Please report each line of the data below that contains "shown".

Stored data entries:
━━━━

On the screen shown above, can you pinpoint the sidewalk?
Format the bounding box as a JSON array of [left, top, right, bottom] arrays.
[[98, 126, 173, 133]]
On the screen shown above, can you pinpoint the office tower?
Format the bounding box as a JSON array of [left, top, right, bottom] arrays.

━━━━

◆ **Exercise output**:
On the screen shown above, can you pinpoint the sidewalk?
On the screen shown above, can you pinpoint the office tower?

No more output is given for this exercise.